__PROBLEM TO WORK ON__: Reproduce each of the records below verbatim, line by line, with no changes.
=== PROVIDED RECORDS ===
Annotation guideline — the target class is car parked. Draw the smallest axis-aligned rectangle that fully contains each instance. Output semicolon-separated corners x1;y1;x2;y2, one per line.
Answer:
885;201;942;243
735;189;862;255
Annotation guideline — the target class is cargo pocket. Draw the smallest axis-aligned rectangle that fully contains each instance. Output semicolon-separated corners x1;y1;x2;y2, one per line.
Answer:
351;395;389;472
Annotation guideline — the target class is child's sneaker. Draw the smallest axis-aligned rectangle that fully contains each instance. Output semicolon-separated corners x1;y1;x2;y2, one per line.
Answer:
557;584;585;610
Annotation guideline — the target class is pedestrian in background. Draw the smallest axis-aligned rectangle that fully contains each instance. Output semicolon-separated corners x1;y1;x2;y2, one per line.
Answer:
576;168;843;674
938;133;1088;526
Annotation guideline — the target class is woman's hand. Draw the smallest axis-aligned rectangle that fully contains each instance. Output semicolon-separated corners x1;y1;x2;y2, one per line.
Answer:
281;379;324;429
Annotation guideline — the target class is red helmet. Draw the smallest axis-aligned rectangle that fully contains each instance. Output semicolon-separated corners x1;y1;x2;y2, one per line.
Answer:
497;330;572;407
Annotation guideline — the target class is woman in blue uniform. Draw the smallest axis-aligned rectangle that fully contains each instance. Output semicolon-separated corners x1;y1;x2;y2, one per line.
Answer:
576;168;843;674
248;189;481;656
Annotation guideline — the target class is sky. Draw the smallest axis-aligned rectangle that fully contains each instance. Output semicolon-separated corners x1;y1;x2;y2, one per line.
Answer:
===
__WRITTEN ANSWER__:
Annotation guideline — the target class is car parked. Draw the smallest axis-aligned rectangle that fully contains each instance. Output semicolon-separated corners x1;y1;x2;y2, one per line.
Answer:
885;201;942;243
735;189;862;255
Annotation guideline — the target class is cargo pocket. Draw the smallest axis-aligned rectangle that fully contains each instance. Output semicolon-separated corners x1;y1;x2;y2, one per line.
Answer:
351;395;389;472
Annotation guideline — the target class is child's sneaker. Draw the smallest axis-aligned rectangle that fully contains each instance. Output semicolon-separated corners x1;y1;x2;y2, one per line.
Answer:
557;584;585;610
Annotation guideline — the target class is pedestrian in background. Draw the smallest axis-aligned rectangle that fully contains each instance. Output semicolon-separated corners x1;y1;x2;y2, one per line.
Answer:
576;168;843;674
938;133;1088;526
Annotation guideline — the target class is woman's hand. Draw the smallest axis-aligned rectangle that fully contains each instance. Output semicolon-separated corners x1;y1;x2;y2, one per line.
Answer:
281;379;324;429
Annotation guideline — the target class is red helmet. Draw the smallest axis-aligned rectangle that fully contains each instance. Output semicolon-separated corners x1;y1;x2;y2, one per line.
Answer:
497;330;572;407
Annotation guideline — the target class is woman in blue uniform. Draw the smallest axis-aligned rectangle that fully contains each instance. Output semicolon-separated corners x1;y1;x2;y2, one per line.
Answer:
576;168;843;674
248;189;481;656
Annotation guideline — the target class is sky. Draw the smallest axis-aligned rectangle that fully contains each instance. Output semicolon-separated corners x1;y1;x2;y2, one per line.
Answer:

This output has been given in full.